Transcribe every line of the records verbatim.
**** SUPPLIED ENTRIES ****
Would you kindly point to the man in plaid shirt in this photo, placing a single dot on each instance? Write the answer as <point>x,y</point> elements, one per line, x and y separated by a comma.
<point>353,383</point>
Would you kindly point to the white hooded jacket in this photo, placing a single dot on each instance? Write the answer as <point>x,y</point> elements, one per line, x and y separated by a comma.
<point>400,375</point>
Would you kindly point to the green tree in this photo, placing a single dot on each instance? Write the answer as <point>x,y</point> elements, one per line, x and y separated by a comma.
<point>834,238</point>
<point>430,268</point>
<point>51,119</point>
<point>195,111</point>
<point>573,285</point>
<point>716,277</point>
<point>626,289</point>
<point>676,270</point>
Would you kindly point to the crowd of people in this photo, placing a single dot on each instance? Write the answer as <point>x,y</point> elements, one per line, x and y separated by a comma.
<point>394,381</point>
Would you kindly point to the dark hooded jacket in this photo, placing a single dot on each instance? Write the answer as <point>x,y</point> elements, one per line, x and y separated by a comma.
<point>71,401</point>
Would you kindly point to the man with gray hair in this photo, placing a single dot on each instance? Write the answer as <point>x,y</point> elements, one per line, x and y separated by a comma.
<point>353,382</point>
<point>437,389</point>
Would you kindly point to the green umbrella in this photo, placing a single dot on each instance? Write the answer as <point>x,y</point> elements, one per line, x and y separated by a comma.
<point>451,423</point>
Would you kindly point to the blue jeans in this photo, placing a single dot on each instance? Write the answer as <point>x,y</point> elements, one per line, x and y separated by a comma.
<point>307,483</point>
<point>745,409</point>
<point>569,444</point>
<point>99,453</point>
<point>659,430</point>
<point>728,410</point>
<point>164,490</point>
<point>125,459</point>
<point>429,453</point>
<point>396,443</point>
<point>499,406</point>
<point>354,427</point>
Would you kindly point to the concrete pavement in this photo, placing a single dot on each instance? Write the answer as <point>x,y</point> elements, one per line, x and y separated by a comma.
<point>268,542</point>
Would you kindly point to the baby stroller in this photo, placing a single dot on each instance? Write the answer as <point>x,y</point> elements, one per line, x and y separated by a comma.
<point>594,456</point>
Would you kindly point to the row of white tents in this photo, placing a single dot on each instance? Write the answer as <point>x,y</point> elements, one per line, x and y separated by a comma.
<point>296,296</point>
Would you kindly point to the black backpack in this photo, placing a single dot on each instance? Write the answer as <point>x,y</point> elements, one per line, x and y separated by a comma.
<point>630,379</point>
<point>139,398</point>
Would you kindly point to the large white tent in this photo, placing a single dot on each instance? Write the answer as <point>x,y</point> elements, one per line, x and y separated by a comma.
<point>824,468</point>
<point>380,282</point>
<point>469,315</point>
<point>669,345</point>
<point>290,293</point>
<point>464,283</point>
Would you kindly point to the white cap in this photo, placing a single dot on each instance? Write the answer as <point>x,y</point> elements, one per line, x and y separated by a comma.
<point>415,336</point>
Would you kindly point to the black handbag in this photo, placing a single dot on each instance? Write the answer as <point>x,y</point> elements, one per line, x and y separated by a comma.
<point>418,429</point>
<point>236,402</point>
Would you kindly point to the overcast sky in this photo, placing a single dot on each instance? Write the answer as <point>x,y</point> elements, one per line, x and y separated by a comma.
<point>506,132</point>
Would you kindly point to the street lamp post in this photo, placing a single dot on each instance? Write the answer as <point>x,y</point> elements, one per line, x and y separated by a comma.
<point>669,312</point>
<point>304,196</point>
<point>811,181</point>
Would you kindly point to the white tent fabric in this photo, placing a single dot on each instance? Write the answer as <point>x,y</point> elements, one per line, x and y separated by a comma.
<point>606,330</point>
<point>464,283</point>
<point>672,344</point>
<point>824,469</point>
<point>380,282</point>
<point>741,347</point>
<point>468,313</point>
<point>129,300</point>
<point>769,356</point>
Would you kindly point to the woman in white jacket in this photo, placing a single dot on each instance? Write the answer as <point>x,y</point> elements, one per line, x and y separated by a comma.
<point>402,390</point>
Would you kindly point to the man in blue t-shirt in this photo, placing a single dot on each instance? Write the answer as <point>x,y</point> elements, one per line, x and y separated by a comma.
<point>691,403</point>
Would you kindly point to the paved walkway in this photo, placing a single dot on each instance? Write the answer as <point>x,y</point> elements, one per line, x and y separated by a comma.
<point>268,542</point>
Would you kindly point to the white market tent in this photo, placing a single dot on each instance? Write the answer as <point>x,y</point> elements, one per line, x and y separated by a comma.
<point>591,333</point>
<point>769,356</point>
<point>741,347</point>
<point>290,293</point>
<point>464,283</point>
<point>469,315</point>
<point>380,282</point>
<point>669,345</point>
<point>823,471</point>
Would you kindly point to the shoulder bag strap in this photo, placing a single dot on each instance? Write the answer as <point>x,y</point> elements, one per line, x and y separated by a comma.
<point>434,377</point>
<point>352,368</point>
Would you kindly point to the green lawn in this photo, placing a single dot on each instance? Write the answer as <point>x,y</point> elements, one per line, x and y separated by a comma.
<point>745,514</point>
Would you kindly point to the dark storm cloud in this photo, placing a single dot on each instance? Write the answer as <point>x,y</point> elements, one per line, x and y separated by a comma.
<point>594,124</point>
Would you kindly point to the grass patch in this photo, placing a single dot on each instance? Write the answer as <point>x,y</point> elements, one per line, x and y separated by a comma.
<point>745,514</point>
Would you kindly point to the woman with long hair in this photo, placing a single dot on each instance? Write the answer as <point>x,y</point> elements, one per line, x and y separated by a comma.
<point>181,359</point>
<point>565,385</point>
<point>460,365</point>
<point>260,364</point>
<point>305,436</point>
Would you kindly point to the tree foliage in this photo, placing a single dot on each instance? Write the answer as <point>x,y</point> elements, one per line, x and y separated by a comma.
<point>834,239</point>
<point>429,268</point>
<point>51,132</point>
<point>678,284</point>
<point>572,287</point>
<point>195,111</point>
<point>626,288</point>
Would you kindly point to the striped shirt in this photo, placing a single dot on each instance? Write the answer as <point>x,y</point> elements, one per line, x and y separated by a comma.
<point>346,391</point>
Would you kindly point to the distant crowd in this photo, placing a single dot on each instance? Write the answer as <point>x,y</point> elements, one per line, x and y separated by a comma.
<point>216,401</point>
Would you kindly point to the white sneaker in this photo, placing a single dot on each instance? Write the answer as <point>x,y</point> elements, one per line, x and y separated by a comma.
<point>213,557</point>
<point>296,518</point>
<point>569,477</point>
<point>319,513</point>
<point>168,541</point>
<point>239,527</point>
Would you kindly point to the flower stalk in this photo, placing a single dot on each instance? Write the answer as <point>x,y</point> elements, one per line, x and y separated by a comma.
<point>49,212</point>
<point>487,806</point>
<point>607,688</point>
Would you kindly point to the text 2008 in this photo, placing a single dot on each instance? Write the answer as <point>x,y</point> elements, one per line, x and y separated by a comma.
****
▸ **RESULT OF THIS TASK**:
Would you kindly point to the man in plaid shirt in this photo, placing a single dot on each instance? Write the answer as <point>x,y</point> elements, one per line, x and y separated by a comma.
<point>353,383</point>
Would you kindly point to the white hooded jacket in this photo, placing a single dot on each instance? Write the answer as <point>x,y</point> elements, one per line, x and y separated by a comma.
<point>400,375</point>
Would you kindly point to the green tree in this photo, placing a single dot on each instance? Write the answer as <point>x,y</point> elements, one per line, x and y separated by a comma.
<point>834,238</point>
<point>430,268</point>
<point>51,119</point>
<point>195,111</point>
<point>573,285</point>
<point>716,277</point>
<point>626,289</point>
<point>676,270</point>
Would you kindly point to the crowd of people in this photo, placing a single dot on each instance? Write the answer as <point>x,y</point> elements, one per line, x and y separated by a comma.
<point>394,381</point>
Would you kindly point to the dark hooded jacket in this photo, placing a single dot on each instance? Write the answer as <point>x,y</point> elements, one per line, x and y separated by a comma.
<point>71,401</point>
Would you kindly point to the man with gray hair in this photo, placing a single dot on each instance? Write the answer as <point>x,y</point> elements, one per line, x and y separated by a comma.
<point>353,382</point>
<point>437,389</point>
Would you kindly point to the green umbrella in this photo, placing a single dot on each instance? Write the answer as <point>x,y</point> elements, one per line, x and y separated by a comma.
<point>451,423</point>
Would you kindly point to the blue jeans in this photo, placing a single dot on each instance? Write the answer as <point>x,y</point> elements, one per line, x and y separated by a comma.
<point>307,483</point>
<point>745,409</point>
<point>569,444</point>
<point>99,453</point>
<point>659,430</point>
<point>728,410</point>
<point>164,490</point>
<point>125,459</point>
<point>429,453</point>
<point>396,443</point>
<point>499,406</point>
<point>354,427</point>
Would you kindly point to the concrete pavement in this photo, placing a single dot on each instance? Write the answer as <point>x,y</point> elements, one per line, x and y separated by a comma.
<point>268,542</point>
Would you kindly point to the baby stroller in this photo, placing a single dot on each instance? Write the answer as <point>x,y</point> elements, one per line, x and y separated by a comma.
<point>594,456</point>
Would you kindly point to the row of white tents in this photo, placing a single dot on each instance? Write the answer as <point>x,y</point> elements, one per line, x and y separated by a comma.
<point>296,296</point>
Would you kindly point to the black backpack in this photo, placing a single dot on each instance? Write the answer as <point>x,y</point> elements, one per line, x and y separated by a comma.
<point>630,379</point>
<point>139,398</point>
Would you kindly point to the large white tent in this photo, placing a single dot on each instance? Write the answer as <point>x,y</point> elements, one per line, x and y separated by a comma.
<point>824,468</point>
<point>380,282</point>
<point>469,315</point>
<point>669,345</point>
<point>290,293</point>
<point>464,283</point>
Would you kindly point to the white cap in this photo, placing a single dot on each instance? Write the answer as <point>x,y</point> elements, one per line, x and y separated by a comma.
<point>415,336</point>
Would you kindly point to the black handbag in this photo, placing a single dot on each instance? Write the answer as <point>x,y</point> elements, one per line, x and y separated by a comma.
<point>418,429</point>
<point>236,402</point>
Would you kindly point to the overcast sky in this photo, placing a single dot on each instance? Write the answer as <point>x,y</point> elements, one per line, x and y separated by a comma.
<point>506,132</point>
Would you kindly point to the street lamp post in this photo, placing a single dot on each instance? Write the answer as <point>x,y</point> elements, one per line, x and y separated by a comma.
<point>669,312</point>
<point>304,196</point>
<point>811,181</point>
Would you kindly point to the white tent fabric in this photo, placing a single dot on each instance? Write the answer as <point>x,y</point> elements, one per line, x and y separated by a comma.
<point>606,330</point>
<point>464,283</point>
<point>672,344</point>
<point>824,469</point>
<point>380,282</point>
<point>741,347</point>
<point>468,313</point>
<point>129,300</point>
<point>769,356</point>
Would you kindly point to the woman in white jacket in this photo, placing a single dot on each instance? Write the answer as <point>x,y</point> elements, one per line, x and y separated by a comma.
<point>402,390</point>
Would you kindly point to the man in blue t-shirt in this photo, placing a single dot on each instance? Write the answer as <point>x,y</point> elements, one per line, x and y separated by a comma.
<point>691,403</point>
Would you kindly point to the paved walkway in this photo, placing a single dot on each instance? Write the answer as <point>x,y</point> elements, one per line, x and y separated by a comma.
<point>268,542</point>
Would you kindly point to the white market tent in this photo, placing a single dot on each instance? Write the answer as <point>x,y</point> elements, one per line, x and y separated by a comma.
<point>591,333</point>
<point>769,356</point>
<point>741,347</point>
<point>290,293</point>
<point>464,283</point>
<point>469,315</point>
<point>380,282</point>
<point>669,345</point>
<point>823,471</point>
Would you kindly point to the shoulder bag strap in this photo, placing a single dot on each instance? Write the answer as <point>x,y</point> elements, one per line, x and y separated by a comma.
<point>434,377</point>
<point>352,368</point>
Would you kindly point to the green lawn in this photo, placing a single dot on each instance? Write the answer as <point>x,y</point> elements, one per line, x and y separated by a comma.
<point>745,514</point>
Would you kindly point to the dark storm cloud in this photo, placing a single dot on each instance? Write the answer as <point>x,y</point> elements, one per line, x and y separated by a comma.
<point>594,124</point>
Would you kindly point to the grass patch in this photo, placing a single dot on each instance? Write the answer as <point>x,y</point> elements, one per line, x and y separated by a comma.
<point>745,514</point>
Would you kindly point to the woman with long hair in this photo, placing a single dot on each instance? Write the answer as <point>x,y</point> elements, one per line, x and y separated by a comma.
<point>181,359</point>
<point>565,385</point>
<point>460,365</point>
<point>260,364</point>
<point>305,436</point>
Would you kindly point to the tree foliage in this photo, placing a single dot on each instance? Write the answer as <point>x,y</point> elements, one per line, x and y separated by a comma.
<point>834,239</point>
<point>429,268</point>
<point>51,132</point>
<point>678,284</point>
<point>572,287</point>
<point>195,111</point>
<point>626,288</point>
Would you kindly point to the striped shirt in this photo, placing a single dot on each instance? Write the answer as <point>x,y</point> elements, one per line, x and y separated by a comma.
<point>346,391</point>
Would you kindly point to the distant crowd in this photo, placing a single dot on each instance? Write the answer as <point>x,y</point> elements, one per line, x and y separated by a comma.
<point>216,401</point>
Would you kindly point to the white sneaker in this photo, placing a single dot on each instance? Write the answer as <point>x,y</point> elements, one per line, x and y separated by a comma.
<point>213,557</point>
<point>296,518</point>
<point>569,477</point>
<point>319,513</point>
<point>168,541</point>
<point>239,527</point>
Would you kindly point to the flower stalk in this photo, placing a single dot on each instance? Write the answer as <point>x,y</point> elements, one per line, x and y separated by a comma.
<point>49,212</point>
<point>487,806</point>
<point>607,688</point>
Would you kindly point to the text 2008 in this photo, placing a single dot on each instance? Write the answer as <point>x,y</point> elements, one per line, x and y separated by a comma.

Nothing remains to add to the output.